## Entries supplied:
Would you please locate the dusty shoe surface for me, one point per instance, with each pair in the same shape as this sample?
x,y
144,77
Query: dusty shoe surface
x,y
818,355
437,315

## Aim of the exercise:
Every line of the listing must be transcribed exactly.

## Answer for this exercise:
Would you please locate the dusty shoe surface for me, one point per instance, with each pair in the same shape as this sample?
x,y
144,77
Query: dusty shoe surface
x,y
818,355
437,315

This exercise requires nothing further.